Skip to content

SQL execution Exception executing validations, using SQL and Pandas data sources: "Duplicated field name in view schema: column_values.nonnull.unexpected_count" #10926

Open
@bluinchiostro

Description

Bug description
SQL execution Exception executing validations, using SQL and Pandas data sources.

I created a File Data Context, connected to SQL data, filesystem data and Pandas Dataframes. I defined my expectation suite, created a validation definition and run it. While executing

validation_results = validation_definition.run() with SQL and Pandas datasource, I'm facing with this error:

Calculating Metrics:  86%|████████▌ | 24/28 [00:01<00:00, 20.39it/s]An SQL execution Exception occurred.  OperationalError: "(psycopg2.OperationalError) **Duplicated field name in view schema: column_values.nonnull.unexpected_count**
DETAIL:  java.sql.SQLException: Duplicated field name in view schema: column_values.nonnull.unexpected_count

[SQL: SELECT sum(CASE WHEN (field1 IS NULL) THEN %(param_1)s ELSE %(param_2)s END) AS "column_values.nonnull.unexpected_count", sum(CASE WHEN (field2 IS NULL) THEN %(param_3)s ELSE %(param_4)s END) AS "column_values.nonnull.unexpected_count", sum(CASE WHEN (field3 IS NULL) THEN %(param_5)s ELSE %(param_6)s END) AS "column_values.nonnull.unexpected_count", sum(CASE WHEN (field4 IS NULL) THEN %(param_7)s ELSE %(param_8)s END) AS "column_values.nonnull.unexpected_count"

PROVIDED MATERIAL –
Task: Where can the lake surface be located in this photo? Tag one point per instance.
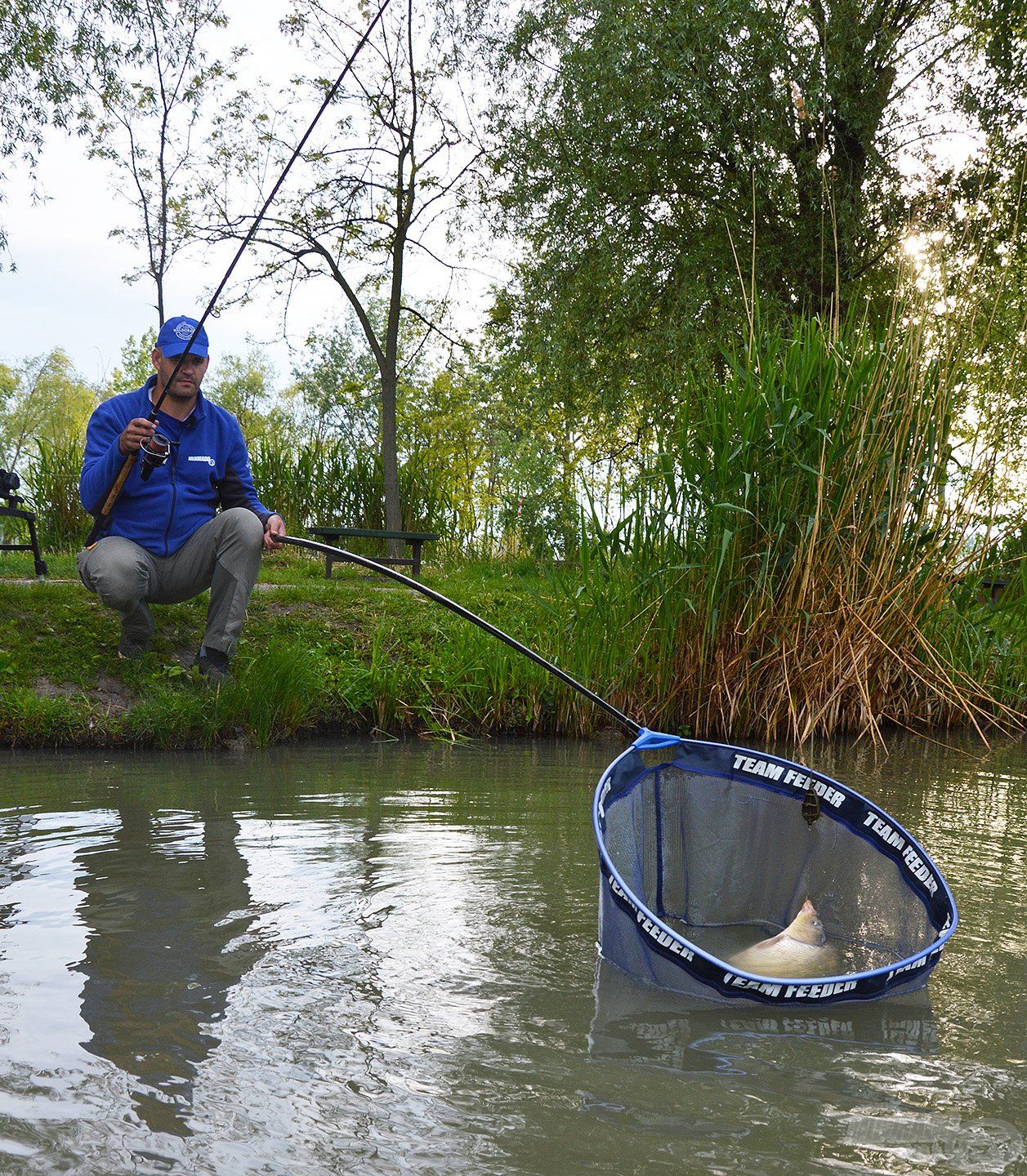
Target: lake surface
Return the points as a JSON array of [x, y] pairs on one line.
[[380, 957]]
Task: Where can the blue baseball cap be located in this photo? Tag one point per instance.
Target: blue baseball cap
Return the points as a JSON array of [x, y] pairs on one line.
[[176, 334]]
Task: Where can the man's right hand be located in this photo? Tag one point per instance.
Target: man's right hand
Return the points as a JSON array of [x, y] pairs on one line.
[[136, 432]]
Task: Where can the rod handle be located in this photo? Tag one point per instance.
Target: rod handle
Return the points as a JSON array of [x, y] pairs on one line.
[[119, 483]]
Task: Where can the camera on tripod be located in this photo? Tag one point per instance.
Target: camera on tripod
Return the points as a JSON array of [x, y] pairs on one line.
[[11, 507], [10, 483]]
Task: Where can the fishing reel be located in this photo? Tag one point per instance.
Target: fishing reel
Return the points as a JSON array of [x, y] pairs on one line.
[[154, 452], [10, 483]]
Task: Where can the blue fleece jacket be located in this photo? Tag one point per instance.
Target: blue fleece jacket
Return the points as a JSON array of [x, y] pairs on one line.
[[208, 468]]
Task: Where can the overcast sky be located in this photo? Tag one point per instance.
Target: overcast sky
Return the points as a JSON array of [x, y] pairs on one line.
[[69, 291]]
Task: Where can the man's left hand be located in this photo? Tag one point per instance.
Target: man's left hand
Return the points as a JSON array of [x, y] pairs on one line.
[[273, 528]]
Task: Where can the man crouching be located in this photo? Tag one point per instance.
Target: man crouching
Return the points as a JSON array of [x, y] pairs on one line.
[[194, 523]]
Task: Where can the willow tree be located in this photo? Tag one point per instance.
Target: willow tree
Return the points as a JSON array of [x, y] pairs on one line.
[[379, 189], [668, 163], [54, 56], [150, 118]]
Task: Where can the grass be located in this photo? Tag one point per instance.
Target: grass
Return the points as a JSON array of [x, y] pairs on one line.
[[794, 563], [355, 654]]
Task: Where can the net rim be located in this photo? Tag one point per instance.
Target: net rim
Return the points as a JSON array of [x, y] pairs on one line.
[[650, 740]]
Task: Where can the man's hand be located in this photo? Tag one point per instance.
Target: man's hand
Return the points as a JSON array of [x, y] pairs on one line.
[[272, 529], [136, 432]]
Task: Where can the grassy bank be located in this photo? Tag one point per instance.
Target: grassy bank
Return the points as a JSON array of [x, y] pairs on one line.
[[360, 654], [355, 654]]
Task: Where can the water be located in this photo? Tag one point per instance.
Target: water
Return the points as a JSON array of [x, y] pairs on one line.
[[380, 959]]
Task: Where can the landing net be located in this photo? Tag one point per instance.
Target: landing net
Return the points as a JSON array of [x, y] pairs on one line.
[[703, 852]]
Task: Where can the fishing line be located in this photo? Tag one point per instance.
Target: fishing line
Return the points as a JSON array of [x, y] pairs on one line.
[[382, 569], [154, 457]]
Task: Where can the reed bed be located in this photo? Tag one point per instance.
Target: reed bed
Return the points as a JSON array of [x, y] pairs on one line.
[[794, 561]]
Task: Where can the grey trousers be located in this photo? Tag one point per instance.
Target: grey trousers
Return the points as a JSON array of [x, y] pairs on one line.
[[222, 555]]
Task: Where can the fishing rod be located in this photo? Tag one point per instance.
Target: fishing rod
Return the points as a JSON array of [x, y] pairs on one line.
[[157, 448], [382, 569]]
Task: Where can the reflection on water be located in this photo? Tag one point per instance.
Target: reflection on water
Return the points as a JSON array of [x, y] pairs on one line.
[[380, 959], [163, 903]]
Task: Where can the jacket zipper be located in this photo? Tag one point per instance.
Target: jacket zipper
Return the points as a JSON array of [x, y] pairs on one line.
[[173, 459]]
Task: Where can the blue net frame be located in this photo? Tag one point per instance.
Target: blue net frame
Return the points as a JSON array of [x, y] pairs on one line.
[[705, 850]]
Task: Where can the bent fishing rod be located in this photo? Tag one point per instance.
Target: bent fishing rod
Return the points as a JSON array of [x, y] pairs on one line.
[[636, 728], [641, 735], [155, 451]]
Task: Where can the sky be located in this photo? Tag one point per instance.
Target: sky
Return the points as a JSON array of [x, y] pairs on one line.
[[66, 287]]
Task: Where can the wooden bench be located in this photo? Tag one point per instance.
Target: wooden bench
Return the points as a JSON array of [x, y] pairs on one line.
[[413, 539]]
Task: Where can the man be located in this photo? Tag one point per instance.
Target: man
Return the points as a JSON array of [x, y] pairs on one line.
[[166, 540]]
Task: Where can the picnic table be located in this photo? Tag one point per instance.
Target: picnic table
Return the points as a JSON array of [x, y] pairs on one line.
[[413, 539]]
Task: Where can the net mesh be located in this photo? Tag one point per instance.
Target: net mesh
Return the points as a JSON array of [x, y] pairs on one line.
[[725, 863]]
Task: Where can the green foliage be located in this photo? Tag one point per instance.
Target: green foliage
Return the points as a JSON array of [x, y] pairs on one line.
[[243, 385], [136, 366], [660, 160], [150, 117], [42, 403], [789, 563]]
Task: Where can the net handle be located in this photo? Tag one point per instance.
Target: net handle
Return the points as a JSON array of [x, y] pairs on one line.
[[337, 553]]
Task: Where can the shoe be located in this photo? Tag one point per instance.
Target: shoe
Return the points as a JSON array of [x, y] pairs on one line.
[[213, 665], [130, 649]]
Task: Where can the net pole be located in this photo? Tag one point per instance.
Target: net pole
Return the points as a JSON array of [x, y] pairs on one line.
[[460, 611]]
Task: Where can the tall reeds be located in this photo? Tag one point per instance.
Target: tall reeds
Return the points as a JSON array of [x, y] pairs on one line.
[[793, 563]]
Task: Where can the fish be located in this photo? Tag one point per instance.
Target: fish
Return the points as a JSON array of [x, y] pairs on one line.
[[800, 951]]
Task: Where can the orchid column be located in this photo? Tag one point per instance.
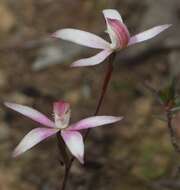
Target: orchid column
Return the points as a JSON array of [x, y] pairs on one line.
[[120, 38]]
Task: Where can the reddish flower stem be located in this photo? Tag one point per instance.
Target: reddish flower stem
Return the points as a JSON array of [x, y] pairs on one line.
[[99, 104]]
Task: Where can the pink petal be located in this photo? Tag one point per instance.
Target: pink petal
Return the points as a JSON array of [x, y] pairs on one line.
[[148, 34], [119, 33], [112, 14], [74, 142], [32, 138], [92, 122], [62, 114], [82, 37], [94, 60], [31, 113]]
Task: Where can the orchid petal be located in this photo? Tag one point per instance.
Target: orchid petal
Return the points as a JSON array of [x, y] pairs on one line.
[[82, 37], [148, 34], [74, 142], [112, 14], [94, 60], [32, 138], [62, 114], [92, 122], [31, 113]]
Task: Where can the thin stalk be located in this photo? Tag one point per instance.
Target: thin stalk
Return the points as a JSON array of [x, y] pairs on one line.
[[172, 132], [106, 81]]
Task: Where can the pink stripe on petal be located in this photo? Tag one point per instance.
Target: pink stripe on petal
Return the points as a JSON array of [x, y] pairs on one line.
[[119, 34], [74, 142], [148, 34], [82, 37], [94, 60], [31, 113], [92, 122], [32, 138], [112, 14]]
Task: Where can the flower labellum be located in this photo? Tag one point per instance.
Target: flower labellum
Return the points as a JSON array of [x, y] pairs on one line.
[[118, 33], [70, 133]]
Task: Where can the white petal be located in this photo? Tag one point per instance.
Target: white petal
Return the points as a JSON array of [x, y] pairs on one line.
[[74, 142], [31, 113], [32, 138], [148, 34], [112, 14], [94, 121], [82, 37], [94, 60]]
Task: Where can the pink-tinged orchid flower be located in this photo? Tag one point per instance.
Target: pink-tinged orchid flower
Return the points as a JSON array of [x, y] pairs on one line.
[[118, 33], [70, 133]]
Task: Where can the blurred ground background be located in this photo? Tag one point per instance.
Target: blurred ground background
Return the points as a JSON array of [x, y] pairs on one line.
[[34, 70]]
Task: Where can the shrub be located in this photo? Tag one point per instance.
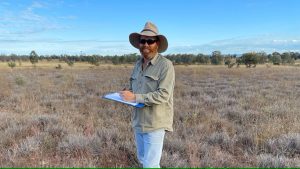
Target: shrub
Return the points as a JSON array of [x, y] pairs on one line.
[[19, 81], [11, 64]]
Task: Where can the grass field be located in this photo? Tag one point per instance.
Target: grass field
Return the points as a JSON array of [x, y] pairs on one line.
[[224, 117]]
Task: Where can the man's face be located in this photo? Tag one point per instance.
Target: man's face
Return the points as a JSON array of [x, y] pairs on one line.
[[148, 46]]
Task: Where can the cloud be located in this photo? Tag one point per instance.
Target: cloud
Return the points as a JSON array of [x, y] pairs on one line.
[[27, 21], [57, 46], [242, 45]]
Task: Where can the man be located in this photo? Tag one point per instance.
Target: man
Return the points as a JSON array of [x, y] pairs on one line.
[[152, 83]]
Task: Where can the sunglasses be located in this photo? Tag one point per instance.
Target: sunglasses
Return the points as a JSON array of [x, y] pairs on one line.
[[149, 41]]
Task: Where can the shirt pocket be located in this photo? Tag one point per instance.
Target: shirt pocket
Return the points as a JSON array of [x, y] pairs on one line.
[[151, 83], [133, 82]]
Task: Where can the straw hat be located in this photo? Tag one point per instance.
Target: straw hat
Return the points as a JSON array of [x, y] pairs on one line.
[[149, 30]]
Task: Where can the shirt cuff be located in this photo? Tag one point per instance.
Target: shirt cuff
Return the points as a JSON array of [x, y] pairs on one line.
[[139, 98]]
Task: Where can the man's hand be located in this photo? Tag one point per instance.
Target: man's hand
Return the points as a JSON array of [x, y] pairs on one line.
[[127, 96]]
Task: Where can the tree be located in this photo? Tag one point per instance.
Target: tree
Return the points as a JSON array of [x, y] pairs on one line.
[[276, 58], [33, 57], [250, 59], [216, 58], [286, 58]]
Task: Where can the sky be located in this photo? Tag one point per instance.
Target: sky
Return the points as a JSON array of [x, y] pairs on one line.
[[102, 27]]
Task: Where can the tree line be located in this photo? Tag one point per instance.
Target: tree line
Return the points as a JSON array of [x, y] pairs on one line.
[[215, 58]]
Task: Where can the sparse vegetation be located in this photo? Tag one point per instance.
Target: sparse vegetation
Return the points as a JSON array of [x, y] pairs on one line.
[[223, 118]]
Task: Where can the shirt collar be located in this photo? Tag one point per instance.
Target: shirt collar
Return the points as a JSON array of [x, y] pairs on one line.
[[152, 61]]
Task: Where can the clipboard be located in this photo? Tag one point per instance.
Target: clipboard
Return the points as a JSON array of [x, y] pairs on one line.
[[116, 97]]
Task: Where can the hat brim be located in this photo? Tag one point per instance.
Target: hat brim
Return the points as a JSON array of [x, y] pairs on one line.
[[134, 39]]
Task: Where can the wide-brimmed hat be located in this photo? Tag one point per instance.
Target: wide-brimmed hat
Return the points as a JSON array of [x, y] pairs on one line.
[[149, 30]]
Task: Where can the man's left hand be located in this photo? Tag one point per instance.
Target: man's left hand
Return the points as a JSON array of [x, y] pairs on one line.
[[127, 95]]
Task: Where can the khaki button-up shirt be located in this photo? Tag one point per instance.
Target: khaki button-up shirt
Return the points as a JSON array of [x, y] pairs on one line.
[[154, 87]]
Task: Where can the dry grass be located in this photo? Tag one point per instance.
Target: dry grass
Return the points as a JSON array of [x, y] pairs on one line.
[[223, 118]]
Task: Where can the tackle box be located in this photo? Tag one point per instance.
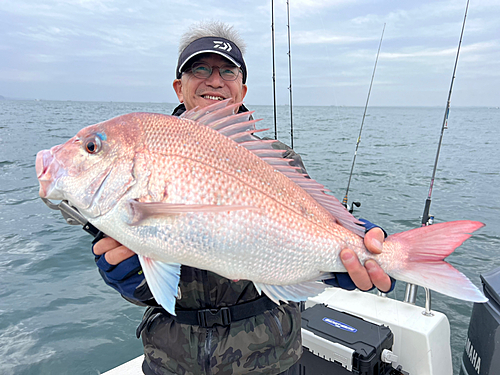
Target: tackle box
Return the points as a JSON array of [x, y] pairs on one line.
[[337, 343]]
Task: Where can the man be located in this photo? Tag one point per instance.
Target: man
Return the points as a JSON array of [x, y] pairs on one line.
[[222, 326]]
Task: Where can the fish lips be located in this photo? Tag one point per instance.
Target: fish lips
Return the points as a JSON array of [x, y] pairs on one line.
[[48, 171]]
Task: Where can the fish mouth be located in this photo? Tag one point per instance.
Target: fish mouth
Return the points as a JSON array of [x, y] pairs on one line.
[[48, 170]]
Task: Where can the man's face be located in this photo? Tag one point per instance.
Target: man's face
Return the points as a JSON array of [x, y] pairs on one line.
[[200, 92]]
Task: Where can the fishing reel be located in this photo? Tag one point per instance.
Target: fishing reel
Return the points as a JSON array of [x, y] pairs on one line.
[[351, 208]]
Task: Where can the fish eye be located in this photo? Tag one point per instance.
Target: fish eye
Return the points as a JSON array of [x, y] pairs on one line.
[[93, 145]]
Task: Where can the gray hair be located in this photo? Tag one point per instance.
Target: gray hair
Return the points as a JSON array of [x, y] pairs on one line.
[[211, 28]]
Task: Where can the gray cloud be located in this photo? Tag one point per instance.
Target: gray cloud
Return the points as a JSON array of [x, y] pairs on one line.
[[125, 50]]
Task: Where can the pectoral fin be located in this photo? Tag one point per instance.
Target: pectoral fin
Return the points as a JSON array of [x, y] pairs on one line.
[[163, 280], [141, 211]]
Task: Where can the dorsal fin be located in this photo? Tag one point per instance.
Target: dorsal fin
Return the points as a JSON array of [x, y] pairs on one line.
[[240, 127]]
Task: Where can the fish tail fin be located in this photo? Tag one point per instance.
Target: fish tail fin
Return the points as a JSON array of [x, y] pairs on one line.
[[425, 248]]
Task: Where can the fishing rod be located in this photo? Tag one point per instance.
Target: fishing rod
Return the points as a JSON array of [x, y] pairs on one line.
[[425, 216], [411, 289], [274, 69], [344, 201], [290, 72]]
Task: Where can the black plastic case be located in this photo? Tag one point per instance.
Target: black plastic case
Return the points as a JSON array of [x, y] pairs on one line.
[[337, 343]]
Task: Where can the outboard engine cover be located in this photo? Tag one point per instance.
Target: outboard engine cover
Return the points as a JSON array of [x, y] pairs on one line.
[[482, 348]]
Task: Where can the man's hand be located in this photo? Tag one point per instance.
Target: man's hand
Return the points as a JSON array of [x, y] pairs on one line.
[[371, 274], [114, 252]]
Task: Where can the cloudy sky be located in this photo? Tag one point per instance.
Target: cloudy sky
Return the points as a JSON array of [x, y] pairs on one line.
[[126, 50]]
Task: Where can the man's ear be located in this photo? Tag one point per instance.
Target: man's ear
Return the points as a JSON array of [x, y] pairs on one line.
[[178, 89]]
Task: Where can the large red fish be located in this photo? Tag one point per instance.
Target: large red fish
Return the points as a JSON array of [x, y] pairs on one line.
[[201, 190]]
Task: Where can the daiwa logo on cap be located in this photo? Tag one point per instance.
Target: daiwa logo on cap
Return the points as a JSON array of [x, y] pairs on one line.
[[222, 45], [340, 325]]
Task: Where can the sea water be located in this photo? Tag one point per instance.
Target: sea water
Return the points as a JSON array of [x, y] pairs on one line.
[[58, 317]]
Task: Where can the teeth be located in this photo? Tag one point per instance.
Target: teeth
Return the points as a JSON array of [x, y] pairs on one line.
[[213, 97]]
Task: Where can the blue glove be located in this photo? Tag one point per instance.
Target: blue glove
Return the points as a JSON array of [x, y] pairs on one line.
[[126, 277], [343, 280]]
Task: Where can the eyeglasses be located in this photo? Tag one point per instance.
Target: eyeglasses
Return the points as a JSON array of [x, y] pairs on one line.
[[204, 71]]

REQUIRED ACTIONS –
**A)** Do the following statements agree with the bug report? For each, answer yes or no and quote the words of the bug report that decide it.
(i) The error came up when running the validation with SQL and Pandas data sources.
(ii) All 28 metrics had been calculated when the error appeared.
(iii) The bug report is marked as open.
**B)** Pick up the bug report on the duplicated field name error at the point where it stops, and continue it.
The listing comes from a separate source and has no connection to the bug report.

ANSWERS BELOW –
**A)**
(i) Yes: "with SQL and Pandas datasource, I'm facing with this error"
(ii) No: "24/28"
(iii) Yes: "Open"

**B)**
FROM (SELECT * 
FROM (SELECT * from my_table_data) AS anon_1 
WHERE true) AS anon_1]
[parameters: {'param_1': 1, 'param_2': 0, 'param_3': 1, 'param_4': 0, 'param_5': 1, 'param_6': 0, 'param_7': 1, 'param_8': 0}]
(Background on this error at: https://sqlalche.me/e/14/e3q8)".  Traceback: "Traceback (most recent call last):
  File "d:\Veronica\Anaconda\envs\gxenv\lib\site-packages\sqlalchemy\engine\base.py", line 1900, in _execute_context
    self.dialect.do_execute(
  File "d:\Veronica\Anaconda\envs\gxenv\lib\site-packages\sqlalchemy\engine\default.py", line 736, in do_execute
    cursor.execute(statement, parameters)
psycopg2.OperationalError: Duplicated field name in view schema: column_values.nonnull.unexpected_count
DETAIL:  java.sql.SQLException: Duplicated field name in view schema: column_values.nonnull.unexpected_count

The dataframe hasn't duplicated field names.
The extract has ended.